RECORDS PROVIDED section start

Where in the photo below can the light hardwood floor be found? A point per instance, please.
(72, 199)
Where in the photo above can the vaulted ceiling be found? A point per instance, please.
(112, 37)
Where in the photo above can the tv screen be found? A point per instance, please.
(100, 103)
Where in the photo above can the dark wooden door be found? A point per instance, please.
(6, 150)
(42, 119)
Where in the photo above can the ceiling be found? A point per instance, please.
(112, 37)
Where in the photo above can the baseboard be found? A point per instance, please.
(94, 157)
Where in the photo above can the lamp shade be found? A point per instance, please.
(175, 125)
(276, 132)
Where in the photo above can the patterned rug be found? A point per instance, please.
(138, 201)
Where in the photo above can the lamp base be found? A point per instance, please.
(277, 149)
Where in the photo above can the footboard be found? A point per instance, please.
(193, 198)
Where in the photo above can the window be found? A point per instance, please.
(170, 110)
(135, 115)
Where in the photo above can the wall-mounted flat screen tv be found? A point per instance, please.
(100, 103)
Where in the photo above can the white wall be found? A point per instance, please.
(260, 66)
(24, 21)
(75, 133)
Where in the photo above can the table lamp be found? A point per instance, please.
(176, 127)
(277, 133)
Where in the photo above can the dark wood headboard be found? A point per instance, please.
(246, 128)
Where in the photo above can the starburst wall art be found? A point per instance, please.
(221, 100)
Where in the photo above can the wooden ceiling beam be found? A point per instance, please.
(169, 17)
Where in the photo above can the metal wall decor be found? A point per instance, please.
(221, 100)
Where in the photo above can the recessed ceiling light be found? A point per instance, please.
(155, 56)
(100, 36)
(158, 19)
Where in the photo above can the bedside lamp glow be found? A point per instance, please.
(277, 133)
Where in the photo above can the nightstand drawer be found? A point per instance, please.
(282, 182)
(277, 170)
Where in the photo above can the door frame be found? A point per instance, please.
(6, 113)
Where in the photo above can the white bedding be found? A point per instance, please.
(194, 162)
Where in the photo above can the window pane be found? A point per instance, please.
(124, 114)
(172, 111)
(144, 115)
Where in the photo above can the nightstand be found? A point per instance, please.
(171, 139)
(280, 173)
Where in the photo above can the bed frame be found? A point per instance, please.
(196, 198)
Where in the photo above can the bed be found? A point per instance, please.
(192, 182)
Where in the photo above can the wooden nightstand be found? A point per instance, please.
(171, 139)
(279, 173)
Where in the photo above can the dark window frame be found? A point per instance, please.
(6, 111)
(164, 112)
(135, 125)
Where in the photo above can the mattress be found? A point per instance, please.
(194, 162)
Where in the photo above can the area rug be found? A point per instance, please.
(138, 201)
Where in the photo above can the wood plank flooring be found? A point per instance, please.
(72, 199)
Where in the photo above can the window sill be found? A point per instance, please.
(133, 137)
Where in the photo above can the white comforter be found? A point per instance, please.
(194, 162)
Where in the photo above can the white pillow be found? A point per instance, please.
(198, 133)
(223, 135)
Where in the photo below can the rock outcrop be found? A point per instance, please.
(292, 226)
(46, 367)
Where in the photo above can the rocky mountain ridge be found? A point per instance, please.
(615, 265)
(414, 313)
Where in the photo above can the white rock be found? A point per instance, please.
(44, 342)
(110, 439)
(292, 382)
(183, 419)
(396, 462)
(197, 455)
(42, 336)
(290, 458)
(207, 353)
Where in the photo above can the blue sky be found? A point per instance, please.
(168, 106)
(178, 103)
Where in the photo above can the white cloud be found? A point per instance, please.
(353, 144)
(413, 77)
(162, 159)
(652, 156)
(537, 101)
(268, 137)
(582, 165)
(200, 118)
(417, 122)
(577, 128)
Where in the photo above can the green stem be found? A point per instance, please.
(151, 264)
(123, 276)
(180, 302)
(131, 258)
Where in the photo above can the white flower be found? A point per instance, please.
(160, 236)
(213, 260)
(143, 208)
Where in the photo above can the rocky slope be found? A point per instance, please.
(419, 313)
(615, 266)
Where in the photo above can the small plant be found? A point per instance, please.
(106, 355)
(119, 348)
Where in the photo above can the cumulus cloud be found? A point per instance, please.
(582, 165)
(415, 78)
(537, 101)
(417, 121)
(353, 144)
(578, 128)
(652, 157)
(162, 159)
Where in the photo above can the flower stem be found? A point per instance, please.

RECORDS PROVIDED section end

ABOUT THIS TASK — An exact copy of all the entries above is what is needed.

EXERCISE ANSWER —
Where in the photo below can the light hardwood floor be found? A point per instance, please.
(72, 199)
Where in the photo above can the vaulted ceiling be found? A point per instance, please.
(112, 37)
Where in the photo above can the tv screen be found? A point per instance, please.
(100, 103)
Where in the photo above can the dark wooden door be found? A point per instance, please.
(6, 150)
(42, 119)
Where in the photo above can the ceiling be found? A point per instance, please.
(112, 37)
Where in the photo above can the baseboard be found? A point per instance, please.
(94, 157)
Where in the photo above can the lamp shade be found? A point per instance, please.
(175, 125)
(276, 132)
Where in the photo above can the patterned rug be found? A point per instance, please.
(138, 201)
Where in the photo above can the lamp base be found? A point per instance, please.
(277, 149)
Where in the photo above can the footboard be found? A point per instance, please.
(193, 198)
Where in the photo above can the window be found? A point per instance, please.
(170, 110)
(135, 115)
Where in the photo above can the wall-mounted flat screen tv be found? A point per instance, please.
(100, 103)
Where in the photo above can the white wall be found? A point per instance, please.
(260, 66)
(24, 21)
(75, 133)
Where in the photo above can the table lamp be found? A point per instance, please.
(176, 127)
(277, 133)
Where in the photo above can the dark wood headboard be found? A point per instance, please.
(246, 128)
Where in the photo above can the starburst wall art be found? A point per instance, please.
(221, 100)
Where in the photo above can the wooden ceiling beam be found? A point per instance, please.
(169, 17)
Where in the photo above can the metal wall decor be found? A point per instance, please.
(221, 100)
Where in the photo above can the recessed ceiling light be found? A point per instance, please.
(155, 56)
(100, 36)
(158, 19)
Where in the photo above can the bedside lamp glow be found? A point per instance, please.
(277, 133)
Where in the photo above can the nightstand drawer be found? A point per instance, please.
(282, 182)
(277, 170)
Where in the photo above can the door frame be found? A point per instance, please.
(6, 113)
Where in the photo above can the white bedding be found? A point per instance, please.
(194, 162)
Where in the photo above can the window pane be found? A point per instance, please.
(124, 114)
(172, 111)
(144, 115)
Where in the photo above can the nightstand be found? A point per instance, please.
(171, 139)
(280, 173)
Where in the photo above can the bed frame be found? A point per instance, please.
(196, 198)
Where in the photo above can the bed be found? A point per instance, please.
(192, 182)
Where in the photo above can the wooden nightstand be found? A point per instance, please.
(171, 139)
(279, 173)
Where in the photo above can the dark window frame be found? A point per instance, please.
(6, 111)
(164, 112)
(135, 125)
Where in the photo above can the mattress be found? A point per instance, please.
(194, 162)
Where in the photo above can the area rug be found? A point per instance, please.
(138, 201)
Where in the photo above can the wood plank flooring be found? A point per instance, please.
(72, 199)
Where in the photo above can the window sill be found? A point per instance, please.
(133, 137)
Where in the photo above can the white comforter be found? A point per instance, please.
(194, 162)
Where in the photo above can the white pillow be found? A point per instance, please.
(198, 133)
(223, 135)
Where in the photo below can the rock outcrop be found? A point per instance, please.
(292, 226)
(46, 367)
Where in the photo above can the rocky mountain ridge be found? A point per instance, please.
(615, 265)
(414, 313)
Where in the photo above can the white rock be found? A point per instance, please.
(44, 342)
(110, 439)
(292, 382)
(183, 419)
(396, 462)
(197, 455)
(42, 336)
(290, 458)
(207, 353)
Where in the photo above can the blue sky be found? A point per instance, please.
(168, 106)
(178, 103)
Where in the photo above can the white cloud be found? A point per instance, please.
(353, 144)
(413, 77)
(162, 159)
(652, 156)
(537, 101)
(268, 137)
(582, 165)
(200, 118)
(417, 122)
(577, 128)
Where in the photo above can the green stem be found? A point per instance, please.
(151, 264)
(123, 276)
(180, 302)
(131, 258)
Where in the photo above can the white flower be found? A point per instance, please.
(160, 236)
(213, 260)
(143, 208)
Where in the photo above can the rocky slope be found? A point per instance, please.
(419, 313)
(615, 266)
Where in the photo above can the small plant be found? A point per instance, please.
(106, 355)
(119, 348)
Where in the photo above can the cumulus cloud be found? A point per instance, please.
(582, 165)
(415, 78)
(537, 101)
(417, 121)
(353, 144)
(578, 128)
(652, 157)
(162, 159)
Where in the photo above can the flower stem be found? A point per instance, please.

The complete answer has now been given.